### Brief
Single out the lines of the material that contain "below" and copy them.

··· Material provided

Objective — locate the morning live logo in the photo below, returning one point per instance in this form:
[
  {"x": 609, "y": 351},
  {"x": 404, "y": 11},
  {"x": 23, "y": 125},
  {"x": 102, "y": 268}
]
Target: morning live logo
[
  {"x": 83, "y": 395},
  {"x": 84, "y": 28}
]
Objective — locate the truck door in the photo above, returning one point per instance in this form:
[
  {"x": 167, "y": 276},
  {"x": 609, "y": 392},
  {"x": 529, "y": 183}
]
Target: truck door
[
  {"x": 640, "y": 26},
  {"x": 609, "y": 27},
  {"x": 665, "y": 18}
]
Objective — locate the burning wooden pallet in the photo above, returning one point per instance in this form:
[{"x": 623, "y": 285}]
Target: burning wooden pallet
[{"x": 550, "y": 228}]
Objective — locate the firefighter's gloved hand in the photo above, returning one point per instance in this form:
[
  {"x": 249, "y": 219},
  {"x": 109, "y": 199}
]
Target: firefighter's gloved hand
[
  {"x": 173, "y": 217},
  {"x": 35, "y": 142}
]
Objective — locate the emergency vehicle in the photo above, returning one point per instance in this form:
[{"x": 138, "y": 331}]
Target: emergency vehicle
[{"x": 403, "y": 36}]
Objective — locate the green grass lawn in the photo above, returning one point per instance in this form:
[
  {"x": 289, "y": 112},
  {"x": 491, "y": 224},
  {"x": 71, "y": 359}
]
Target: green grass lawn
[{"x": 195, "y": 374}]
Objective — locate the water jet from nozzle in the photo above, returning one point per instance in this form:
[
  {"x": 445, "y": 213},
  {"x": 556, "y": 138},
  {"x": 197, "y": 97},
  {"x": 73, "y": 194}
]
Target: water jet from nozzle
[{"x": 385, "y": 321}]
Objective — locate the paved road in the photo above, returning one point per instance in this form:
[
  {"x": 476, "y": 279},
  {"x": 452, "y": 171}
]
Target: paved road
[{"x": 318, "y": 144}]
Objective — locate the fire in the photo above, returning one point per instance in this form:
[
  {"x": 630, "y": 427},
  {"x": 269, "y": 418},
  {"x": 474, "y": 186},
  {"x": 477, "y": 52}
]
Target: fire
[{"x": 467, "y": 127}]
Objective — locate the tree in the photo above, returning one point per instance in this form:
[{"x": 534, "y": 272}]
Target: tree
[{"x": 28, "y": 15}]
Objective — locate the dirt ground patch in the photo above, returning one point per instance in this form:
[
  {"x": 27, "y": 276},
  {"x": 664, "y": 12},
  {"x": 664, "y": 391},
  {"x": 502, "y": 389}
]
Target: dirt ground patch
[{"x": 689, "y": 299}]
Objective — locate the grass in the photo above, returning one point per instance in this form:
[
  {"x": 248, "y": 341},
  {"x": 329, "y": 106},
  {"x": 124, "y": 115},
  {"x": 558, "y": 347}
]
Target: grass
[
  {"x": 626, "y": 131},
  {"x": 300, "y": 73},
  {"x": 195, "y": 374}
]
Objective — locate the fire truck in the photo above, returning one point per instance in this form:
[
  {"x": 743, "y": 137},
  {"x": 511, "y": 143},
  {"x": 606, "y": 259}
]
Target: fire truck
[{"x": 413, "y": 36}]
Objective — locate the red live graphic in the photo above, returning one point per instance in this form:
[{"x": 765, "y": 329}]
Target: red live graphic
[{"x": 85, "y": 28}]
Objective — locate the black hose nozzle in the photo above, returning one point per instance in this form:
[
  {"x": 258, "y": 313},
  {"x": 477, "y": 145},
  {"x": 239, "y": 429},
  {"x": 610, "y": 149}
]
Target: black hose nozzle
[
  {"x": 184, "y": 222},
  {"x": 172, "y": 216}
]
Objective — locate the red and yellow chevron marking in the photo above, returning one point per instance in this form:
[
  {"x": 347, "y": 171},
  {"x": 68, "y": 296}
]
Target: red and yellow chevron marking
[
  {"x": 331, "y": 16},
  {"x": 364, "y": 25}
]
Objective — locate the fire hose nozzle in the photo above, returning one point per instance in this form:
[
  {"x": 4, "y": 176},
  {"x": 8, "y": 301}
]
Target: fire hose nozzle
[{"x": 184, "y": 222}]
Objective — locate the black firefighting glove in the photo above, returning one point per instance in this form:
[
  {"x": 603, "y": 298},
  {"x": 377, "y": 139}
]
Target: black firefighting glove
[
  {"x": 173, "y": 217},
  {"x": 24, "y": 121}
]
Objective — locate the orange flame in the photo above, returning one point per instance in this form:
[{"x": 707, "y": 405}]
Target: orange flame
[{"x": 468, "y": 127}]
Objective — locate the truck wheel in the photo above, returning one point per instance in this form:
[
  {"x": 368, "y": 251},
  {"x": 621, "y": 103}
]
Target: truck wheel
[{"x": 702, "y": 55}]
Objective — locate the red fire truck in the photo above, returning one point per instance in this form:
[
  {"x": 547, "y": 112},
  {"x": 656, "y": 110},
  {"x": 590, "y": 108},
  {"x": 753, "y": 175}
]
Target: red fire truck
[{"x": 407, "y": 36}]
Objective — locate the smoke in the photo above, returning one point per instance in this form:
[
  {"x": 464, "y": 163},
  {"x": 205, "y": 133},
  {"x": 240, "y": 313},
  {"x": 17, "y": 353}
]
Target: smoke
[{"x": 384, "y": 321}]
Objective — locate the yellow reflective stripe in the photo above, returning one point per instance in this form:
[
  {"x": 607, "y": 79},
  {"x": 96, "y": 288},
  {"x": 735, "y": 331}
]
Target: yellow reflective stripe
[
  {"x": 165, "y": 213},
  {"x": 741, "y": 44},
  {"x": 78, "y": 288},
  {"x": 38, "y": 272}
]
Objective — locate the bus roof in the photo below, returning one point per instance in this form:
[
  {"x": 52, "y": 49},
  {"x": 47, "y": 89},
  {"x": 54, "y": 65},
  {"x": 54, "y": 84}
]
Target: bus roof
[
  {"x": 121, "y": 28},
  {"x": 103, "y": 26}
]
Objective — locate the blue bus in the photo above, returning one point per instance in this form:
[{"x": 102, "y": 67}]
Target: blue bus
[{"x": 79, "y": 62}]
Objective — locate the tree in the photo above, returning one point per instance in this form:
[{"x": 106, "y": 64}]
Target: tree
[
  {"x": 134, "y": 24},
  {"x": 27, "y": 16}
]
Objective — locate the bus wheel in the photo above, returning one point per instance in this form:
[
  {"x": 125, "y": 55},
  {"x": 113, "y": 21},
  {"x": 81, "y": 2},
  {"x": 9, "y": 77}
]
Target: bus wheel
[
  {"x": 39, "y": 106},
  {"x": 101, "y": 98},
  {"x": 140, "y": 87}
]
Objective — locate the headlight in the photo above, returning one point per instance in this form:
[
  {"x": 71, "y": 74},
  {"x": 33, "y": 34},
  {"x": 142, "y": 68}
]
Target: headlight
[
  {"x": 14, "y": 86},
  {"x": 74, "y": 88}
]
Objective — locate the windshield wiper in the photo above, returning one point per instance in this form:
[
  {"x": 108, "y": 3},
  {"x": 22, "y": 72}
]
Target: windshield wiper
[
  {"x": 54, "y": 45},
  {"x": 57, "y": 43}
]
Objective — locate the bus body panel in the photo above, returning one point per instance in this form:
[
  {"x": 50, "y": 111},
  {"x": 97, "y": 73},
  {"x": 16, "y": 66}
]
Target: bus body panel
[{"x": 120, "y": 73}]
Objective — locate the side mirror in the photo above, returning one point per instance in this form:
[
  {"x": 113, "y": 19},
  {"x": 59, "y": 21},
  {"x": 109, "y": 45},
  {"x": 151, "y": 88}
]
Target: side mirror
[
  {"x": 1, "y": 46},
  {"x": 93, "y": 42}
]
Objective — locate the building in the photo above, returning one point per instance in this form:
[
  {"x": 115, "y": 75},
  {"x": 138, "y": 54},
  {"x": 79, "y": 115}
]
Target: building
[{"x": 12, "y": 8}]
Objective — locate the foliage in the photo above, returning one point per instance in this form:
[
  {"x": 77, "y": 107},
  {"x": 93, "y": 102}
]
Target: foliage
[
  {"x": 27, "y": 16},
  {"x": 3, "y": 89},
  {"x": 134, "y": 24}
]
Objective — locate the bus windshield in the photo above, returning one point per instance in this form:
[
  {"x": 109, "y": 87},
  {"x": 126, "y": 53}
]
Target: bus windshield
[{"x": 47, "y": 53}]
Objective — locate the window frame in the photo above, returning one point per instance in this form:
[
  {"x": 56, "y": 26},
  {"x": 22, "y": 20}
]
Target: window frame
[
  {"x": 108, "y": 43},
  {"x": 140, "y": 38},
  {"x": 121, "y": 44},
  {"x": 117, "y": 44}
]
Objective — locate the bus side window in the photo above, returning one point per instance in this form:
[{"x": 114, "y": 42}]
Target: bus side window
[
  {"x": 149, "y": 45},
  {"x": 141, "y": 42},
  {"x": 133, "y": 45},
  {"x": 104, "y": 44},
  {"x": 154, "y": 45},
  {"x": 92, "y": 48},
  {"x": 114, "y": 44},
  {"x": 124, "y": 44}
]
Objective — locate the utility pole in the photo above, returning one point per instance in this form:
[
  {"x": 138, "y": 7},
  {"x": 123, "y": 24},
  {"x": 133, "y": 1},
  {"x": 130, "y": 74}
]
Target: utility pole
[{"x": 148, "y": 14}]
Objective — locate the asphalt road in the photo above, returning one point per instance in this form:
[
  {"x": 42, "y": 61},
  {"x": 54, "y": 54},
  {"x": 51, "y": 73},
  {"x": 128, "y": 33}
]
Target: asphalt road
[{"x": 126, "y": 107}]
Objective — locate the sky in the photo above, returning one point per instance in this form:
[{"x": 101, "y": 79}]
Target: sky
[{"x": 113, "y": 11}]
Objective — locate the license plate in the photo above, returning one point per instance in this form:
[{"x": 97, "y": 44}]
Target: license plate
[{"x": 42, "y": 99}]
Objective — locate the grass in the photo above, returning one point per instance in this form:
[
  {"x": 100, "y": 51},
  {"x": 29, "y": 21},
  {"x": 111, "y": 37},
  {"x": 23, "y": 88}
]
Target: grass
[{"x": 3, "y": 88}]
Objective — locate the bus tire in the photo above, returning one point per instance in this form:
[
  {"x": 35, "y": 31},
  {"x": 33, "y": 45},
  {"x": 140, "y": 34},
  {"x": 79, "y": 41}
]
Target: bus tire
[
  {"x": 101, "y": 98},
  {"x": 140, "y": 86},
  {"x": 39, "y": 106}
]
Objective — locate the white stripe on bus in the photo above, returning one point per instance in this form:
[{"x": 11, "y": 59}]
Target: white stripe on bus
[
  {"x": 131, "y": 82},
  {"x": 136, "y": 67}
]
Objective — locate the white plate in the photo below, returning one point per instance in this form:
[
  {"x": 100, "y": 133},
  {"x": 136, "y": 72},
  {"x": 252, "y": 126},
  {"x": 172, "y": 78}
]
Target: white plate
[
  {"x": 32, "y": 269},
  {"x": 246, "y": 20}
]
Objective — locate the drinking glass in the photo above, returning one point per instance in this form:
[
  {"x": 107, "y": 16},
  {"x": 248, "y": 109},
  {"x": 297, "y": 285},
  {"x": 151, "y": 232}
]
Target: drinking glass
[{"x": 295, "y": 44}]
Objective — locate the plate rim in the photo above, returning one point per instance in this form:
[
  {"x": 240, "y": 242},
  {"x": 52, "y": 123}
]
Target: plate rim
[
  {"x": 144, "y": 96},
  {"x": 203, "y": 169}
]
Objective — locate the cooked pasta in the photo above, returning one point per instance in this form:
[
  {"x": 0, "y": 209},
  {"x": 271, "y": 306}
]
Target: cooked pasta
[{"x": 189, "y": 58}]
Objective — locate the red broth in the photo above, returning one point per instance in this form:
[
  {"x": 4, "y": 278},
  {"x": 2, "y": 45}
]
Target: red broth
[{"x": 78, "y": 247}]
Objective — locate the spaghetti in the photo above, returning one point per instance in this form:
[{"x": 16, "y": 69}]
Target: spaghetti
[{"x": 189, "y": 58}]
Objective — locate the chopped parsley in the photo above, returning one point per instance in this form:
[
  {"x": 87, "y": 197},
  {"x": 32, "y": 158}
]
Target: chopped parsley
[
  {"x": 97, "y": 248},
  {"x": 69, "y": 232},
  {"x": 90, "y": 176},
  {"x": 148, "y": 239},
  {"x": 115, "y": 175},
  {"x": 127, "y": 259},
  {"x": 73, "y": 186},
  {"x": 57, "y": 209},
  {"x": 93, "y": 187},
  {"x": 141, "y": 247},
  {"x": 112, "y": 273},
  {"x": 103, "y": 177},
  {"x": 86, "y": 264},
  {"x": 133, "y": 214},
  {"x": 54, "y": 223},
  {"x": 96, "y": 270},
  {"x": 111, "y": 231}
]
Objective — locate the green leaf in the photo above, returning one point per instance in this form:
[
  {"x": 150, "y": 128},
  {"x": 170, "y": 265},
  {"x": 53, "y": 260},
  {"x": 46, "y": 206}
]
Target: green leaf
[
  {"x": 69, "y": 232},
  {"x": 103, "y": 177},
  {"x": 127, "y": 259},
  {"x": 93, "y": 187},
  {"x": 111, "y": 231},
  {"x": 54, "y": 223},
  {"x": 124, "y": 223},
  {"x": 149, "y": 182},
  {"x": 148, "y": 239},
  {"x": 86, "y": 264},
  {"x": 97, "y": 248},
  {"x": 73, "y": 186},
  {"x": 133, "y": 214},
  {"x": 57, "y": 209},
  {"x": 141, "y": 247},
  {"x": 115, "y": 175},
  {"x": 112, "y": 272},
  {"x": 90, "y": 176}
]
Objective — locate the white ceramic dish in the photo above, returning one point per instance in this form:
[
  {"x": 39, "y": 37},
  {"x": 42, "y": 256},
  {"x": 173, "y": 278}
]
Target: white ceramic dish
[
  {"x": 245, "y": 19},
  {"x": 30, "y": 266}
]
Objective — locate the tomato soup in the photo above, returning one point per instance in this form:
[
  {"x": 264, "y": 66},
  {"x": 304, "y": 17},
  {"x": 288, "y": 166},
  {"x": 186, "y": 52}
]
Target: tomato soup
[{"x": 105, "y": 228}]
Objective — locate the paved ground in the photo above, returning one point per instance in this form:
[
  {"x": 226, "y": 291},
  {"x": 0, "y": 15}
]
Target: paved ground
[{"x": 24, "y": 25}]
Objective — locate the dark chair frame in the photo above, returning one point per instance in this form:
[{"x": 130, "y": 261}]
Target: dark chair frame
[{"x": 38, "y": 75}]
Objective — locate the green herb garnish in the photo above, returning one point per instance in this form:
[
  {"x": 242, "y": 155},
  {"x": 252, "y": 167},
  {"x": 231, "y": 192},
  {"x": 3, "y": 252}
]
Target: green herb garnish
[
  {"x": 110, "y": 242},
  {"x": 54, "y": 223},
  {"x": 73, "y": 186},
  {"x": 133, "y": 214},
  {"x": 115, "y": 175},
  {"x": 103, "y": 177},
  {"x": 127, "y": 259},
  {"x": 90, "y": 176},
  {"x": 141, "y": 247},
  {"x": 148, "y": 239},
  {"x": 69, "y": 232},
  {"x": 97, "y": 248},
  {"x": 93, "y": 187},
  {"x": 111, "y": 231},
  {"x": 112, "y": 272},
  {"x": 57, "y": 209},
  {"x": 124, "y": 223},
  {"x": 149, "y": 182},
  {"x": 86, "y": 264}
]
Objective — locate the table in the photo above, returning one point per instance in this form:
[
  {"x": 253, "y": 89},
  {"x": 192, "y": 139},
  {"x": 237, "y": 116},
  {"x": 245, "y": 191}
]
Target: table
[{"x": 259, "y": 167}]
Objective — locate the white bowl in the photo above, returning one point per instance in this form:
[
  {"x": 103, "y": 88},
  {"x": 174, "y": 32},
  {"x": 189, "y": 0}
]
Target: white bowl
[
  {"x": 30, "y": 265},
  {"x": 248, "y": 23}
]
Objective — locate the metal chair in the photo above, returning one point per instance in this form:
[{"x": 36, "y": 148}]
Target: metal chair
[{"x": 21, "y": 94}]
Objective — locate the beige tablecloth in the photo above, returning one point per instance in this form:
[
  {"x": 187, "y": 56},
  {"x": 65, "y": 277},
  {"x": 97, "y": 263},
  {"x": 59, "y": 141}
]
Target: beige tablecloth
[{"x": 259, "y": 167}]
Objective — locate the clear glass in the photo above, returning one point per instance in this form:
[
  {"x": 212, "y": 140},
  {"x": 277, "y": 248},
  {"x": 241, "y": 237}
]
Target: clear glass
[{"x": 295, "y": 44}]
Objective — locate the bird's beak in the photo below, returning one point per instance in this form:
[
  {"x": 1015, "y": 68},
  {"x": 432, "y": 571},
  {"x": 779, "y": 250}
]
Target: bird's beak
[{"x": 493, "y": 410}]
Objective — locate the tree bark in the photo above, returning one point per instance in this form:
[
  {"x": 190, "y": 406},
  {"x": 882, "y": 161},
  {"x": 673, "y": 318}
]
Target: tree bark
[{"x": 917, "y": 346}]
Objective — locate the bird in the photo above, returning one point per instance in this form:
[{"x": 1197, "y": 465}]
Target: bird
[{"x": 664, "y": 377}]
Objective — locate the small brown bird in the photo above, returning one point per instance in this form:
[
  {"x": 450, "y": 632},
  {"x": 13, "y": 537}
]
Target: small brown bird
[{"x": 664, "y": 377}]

······

### Task result
Objective — locate the morning live logo in the photo below, returning one point per instance in this form:
Objective — locate the bus roof in the photo below, returning one point per instance in this form:
Objective — locate the white plate in the photo below, returning one point per instance in this form:
Objective — locate the bird's beak in the photo below, returning one point per instance in this form:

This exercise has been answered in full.